Document text |
(begin)

Question

A tower \[{T_1}\] of height 60m is located exactly opposite to a tower \[{T_2}\]of height 80m on a straight road. From the top of \[{T_1}\] , if the angle of depression of the foot of \[{T_2}\] , is twice the angle of elevation of the top of \[{T_1}\], then the width ( in m ) of the road between the feet of the towers \[{T_1}\] and \[{T_2}\] is:
\[A.{\text{ }}10\sqrt 2 \]
\[B.{\text{ }}10\sqrt 3 \]
\[C.20\sqrt 3 \]
\[D.20\sqrt 2 \]

Answer 1

Hint :- We had to assume the distance between the road from the feet of tower ( \[{T_1}\] ) and tower ( \[{T_2}\] ) and then by using the trigonometric formulas such as \[\tan \theta = \dfrac{{{\text{Height}}}}{{{\text{Base}}}}\] and \[\cot \theta = \dfrac{1}{{\tan \theta }} = \dfrac{{{\text{Base}}}}{{{\text{Height}}}}\]. Then after solving these equations we will get the distance of cars from the tower.

Complete step by step solution:
Let us assume that the distance between the road from the feet of tower( \[{T_1}\] ) and tower ( \[{T_2}\] ) is equal to x metres.
Now let us assume that the angle of elevation from top of \[{T_1}\] is \[\theta \].
So, according to the question , the angle of the depression of the foot of \[{T_2}\] must be \[2\theta \].
Now let us understand this all with the help of a diagram that is given below

So, now according to the diagram we can say \[\angle QPR = \theta \]and \[\angle AQS = 2\theta \].
Now as we know that \[\tan \theta = \dfrac{{perpendicular}}{{base}}\].
So, applying \[\tan \theta \] in \[\Delta QPR\]
\[ \Rightarrow \tan \theta = \dfrac{{perpendicular}}{{base}} = \dfrac{{QR}}{{PR}}\]
And now QR = QB – RB and PR = SB so can say that QR = 80 – 60 = 20 and PR = x
\[ \Rightarrow \tan \theta = \dfrac{{20}}{x}\]
Now as we know that in \[\Delta AQS\],\[\theta \] becomes \[2\theta \] so now applying \[\tan 2\theta \] in \[\Delta AQS\]
\[ \Rightarrow \tan 2\theta = \dfrac{{AS}}{{AQ}}\] ( AS = QB and AQ = SB )

(end)

Data supplied |
(begin)

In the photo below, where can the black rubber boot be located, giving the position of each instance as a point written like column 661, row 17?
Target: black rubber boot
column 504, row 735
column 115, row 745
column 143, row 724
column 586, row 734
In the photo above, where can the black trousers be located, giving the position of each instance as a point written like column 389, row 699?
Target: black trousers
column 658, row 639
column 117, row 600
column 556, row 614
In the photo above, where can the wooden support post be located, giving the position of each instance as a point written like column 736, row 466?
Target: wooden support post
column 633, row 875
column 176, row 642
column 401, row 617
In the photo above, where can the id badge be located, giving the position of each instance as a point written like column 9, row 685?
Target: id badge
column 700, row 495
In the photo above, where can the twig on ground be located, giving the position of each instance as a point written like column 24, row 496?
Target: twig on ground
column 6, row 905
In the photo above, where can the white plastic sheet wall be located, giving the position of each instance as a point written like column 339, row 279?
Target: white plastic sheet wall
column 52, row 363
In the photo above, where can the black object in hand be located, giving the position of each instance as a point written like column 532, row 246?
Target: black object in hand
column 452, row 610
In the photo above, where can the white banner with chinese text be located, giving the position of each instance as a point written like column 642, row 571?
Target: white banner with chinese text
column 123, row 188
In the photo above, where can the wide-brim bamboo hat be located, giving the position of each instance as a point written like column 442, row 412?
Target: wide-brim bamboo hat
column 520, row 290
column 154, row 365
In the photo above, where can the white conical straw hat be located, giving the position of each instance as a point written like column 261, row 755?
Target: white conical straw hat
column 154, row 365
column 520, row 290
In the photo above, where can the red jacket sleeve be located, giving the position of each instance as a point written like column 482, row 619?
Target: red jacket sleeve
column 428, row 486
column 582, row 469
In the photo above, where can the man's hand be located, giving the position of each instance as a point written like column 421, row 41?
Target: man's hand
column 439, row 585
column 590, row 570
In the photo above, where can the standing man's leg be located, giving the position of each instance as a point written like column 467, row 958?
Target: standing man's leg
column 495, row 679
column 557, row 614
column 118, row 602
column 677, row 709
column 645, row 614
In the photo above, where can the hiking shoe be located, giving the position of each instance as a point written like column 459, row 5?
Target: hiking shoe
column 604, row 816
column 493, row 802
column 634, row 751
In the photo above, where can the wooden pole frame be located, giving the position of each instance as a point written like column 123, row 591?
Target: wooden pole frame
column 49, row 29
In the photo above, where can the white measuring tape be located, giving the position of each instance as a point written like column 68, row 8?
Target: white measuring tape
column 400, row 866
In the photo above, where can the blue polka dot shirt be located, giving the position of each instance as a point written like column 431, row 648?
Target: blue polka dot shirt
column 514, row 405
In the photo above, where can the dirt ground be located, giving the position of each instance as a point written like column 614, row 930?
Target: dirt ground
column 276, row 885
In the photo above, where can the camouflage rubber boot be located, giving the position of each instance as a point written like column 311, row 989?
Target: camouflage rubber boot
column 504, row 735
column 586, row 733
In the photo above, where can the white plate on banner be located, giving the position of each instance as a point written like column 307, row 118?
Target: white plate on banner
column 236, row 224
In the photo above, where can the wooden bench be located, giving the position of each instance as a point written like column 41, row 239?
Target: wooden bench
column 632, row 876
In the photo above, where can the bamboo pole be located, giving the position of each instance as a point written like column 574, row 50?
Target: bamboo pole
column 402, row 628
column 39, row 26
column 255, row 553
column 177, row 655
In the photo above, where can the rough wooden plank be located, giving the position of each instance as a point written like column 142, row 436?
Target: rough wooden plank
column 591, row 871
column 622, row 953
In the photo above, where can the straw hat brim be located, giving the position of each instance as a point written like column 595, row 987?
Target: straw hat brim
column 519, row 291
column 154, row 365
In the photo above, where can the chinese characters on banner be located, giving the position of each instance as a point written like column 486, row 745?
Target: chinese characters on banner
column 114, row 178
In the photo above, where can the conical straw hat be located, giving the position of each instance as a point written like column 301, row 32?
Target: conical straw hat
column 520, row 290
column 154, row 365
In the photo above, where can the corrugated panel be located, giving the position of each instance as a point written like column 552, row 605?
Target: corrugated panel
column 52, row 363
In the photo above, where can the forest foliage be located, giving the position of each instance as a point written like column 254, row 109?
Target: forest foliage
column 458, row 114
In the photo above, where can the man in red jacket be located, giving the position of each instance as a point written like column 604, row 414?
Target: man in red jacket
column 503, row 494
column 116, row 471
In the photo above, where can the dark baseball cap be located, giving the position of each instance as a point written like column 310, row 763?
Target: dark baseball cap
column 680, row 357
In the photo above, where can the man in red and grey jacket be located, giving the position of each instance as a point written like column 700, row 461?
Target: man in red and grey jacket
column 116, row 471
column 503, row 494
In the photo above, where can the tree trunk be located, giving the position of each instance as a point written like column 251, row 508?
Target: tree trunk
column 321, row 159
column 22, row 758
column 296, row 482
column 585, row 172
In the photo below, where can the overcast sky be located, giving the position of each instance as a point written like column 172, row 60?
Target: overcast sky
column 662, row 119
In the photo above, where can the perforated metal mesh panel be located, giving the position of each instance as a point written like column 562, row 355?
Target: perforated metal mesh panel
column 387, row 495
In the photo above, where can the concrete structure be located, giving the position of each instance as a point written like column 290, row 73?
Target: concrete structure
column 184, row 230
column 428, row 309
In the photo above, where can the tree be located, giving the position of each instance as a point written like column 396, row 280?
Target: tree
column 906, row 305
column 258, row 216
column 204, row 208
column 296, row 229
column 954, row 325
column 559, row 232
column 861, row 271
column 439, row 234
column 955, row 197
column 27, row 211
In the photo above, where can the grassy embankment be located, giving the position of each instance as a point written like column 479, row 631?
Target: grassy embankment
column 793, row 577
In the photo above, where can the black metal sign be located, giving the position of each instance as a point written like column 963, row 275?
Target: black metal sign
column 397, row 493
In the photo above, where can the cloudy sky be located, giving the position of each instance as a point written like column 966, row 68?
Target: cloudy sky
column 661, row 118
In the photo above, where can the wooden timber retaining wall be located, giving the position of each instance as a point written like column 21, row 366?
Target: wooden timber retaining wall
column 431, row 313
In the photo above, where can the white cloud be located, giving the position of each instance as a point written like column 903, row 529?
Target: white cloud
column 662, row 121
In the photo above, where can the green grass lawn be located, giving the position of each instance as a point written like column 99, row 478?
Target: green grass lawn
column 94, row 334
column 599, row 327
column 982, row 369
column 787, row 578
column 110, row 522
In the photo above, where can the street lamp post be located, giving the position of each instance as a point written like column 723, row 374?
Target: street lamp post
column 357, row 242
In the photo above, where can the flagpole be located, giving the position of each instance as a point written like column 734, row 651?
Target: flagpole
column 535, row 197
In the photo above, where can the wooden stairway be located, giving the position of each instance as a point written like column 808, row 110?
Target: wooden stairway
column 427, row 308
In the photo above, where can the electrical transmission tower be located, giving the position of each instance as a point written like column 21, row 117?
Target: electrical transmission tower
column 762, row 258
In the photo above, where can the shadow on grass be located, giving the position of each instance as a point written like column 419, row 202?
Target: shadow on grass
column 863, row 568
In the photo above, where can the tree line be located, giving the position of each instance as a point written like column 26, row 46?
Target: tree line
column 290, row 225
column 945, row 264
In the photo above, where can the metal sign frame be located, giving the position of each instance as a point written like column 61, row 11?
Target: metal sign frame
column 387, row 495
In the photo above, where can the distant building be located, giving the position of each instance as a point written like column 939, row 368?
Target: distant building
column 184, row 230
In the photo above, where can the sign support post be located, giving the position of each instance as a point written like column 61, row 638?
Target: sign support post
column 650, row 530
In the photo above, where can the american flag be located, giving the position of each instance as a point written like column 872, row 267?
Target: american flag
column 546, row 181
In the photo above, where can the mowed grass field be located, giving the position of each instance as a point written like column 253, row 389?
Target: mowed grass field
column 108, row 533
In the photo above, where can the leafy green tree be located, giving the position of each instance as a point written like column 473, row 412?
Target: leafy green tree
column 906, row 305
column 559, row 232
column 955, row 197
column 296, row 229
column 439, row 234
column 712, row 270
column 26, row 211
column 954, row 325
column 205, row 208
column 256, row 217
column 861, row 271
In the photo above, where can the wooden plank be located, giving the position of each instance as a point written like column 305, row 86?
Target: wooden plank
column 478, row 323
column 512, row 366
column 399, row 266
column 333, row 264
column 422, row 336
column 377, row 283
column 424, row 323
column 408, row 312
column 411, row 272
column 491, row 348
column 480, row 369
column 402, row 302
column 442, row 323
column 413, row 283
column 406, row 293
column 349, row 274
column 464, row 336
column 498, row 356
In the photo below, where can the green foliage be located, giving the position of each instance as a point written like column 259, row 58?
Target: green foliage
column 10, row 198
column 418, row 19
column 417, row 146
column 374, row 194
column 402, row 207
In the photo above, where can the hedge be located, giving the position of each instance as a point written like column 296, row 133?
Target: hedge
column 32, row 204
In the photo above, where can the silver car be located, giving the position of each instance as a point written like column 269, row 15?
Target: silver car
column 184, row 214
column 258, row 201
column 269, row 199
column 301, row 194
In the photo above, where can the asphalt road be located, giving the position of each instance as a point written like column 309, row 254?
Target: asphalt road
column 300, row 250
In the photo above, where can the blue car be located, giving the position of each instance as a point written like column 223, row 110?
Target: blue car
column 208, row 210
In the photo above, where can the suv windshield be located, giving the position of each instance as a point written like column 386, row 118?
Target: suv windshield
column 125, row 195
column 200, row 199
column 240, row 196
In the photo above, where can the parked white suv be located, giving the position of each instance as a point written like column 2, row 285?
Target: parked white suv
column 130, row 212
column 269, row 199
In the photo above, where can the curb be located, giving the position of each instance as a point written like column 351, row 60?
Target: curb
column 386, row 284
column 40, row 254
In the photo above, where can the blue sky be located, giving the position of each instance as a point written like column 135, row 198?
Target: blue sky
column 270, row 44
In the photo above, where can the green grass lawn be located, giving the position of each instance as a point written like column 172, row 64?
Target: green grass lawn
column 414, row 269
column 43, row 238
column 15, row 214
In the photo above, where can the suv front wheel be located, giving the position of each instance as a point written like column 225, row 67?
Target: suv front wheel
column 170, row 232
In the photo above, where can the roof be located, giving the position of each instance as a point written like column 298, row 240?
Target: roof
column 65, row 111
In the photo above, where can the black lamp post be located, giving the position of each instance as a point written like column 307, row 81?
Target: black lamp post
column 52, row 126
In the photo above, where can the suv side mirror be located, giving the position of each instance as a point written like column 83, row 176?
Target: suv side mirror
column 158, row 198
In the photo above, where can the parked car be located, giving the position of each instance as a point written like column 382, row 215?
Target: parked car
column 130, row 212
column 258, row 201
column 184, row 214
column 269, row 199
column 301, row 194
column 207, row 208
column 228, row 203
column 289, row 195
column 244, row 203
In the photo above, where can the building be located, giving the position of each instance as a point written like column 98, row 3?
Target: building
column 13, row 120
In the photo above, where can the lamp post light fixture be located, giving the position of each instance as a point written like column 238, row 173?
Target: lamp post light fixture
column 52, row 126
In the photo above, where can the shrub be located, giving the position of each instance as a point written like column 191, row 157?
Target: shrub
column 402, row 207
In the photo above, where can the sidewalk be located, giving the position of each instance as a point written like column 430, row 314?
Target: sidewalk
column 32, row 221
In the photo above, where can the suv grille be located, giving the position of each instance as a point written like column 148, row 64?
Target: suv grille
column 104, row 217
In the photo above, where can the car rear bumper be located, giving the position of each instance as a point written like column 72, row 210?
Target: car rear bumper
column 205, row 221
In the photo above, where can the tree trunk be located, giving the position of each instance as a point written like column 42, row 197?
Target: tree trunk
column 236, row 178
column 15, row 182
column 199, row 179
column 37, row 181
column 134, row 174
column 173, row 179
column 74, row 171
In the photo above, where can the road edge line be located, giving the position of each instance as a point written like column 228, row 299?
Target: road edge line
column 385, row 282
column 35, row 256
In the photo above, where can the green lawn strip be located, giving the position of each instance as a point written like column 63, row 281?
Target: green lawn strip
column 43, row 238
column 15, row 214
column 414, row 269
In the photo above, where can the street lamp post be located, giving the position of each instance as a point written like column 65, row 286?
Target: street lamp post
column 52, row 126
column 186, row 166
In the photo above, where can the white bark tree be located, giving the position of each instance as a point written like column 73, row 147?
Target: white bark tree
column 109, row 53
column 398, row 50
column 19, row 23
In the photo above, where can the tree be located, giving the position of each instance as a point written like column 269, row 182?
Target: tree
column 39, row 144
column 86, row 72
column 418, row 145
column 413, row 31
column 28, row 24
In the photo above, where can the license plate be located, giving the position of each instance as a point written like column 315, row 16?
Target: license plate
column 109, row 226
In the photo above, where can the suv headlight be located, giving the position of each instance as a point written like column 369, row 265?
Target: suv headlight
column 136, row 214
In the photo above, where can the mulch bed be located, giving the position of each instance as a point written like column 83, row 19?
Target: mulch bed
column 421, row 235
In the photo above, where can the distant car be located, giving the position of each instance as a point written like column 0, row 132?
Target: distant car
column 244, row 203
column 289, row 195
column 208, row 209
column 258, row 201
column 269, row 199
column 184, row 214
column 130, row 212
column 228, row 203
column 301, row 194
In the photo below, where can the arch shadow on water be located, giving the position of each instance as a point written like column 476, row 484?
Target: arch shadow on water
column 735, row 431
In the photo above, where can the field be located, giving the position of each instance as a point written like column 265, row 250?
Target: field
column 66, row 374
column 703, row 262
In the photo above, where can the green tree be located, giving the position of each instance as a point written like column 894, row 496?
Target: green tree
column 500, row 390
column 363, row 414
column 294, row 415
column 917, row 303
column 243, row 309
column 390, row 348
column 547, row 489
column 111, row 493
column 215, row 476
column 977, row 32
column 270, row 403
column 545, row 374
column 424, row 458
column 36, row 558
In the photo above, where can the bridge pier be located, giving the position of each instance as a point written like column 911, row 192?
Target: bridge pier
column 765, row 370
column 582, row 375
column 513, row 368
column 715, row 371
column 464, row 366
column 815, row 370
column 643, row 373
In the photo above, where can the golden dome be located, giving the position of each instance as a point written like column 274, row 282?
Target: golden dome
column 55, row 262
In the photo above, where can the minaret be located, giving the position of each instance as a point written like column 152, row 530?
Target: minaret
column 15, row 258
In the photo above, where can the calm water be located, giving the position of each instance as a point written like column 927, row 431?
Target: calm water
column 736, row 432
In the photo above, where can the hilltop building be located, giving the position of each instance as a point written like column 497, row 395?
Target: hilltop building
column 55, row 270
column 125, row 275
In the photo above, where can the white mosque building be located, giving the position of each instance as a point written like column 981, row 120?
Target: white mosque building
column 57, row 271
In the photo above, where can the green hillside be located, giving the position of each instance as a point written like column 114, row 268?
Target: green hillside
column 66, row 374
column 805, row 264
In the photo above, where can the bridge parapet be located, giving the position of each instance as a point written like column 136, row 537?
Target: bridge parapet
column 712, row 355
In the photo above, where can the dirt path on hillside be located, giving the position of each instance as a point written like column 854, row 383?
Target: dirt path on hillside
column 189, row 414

(end)

Set task |
In the tower problem text, what value does the worked solution give for QR, and from what subtraction?

Task output |
QR is 20, obtained as QB − RB = 80 − 60.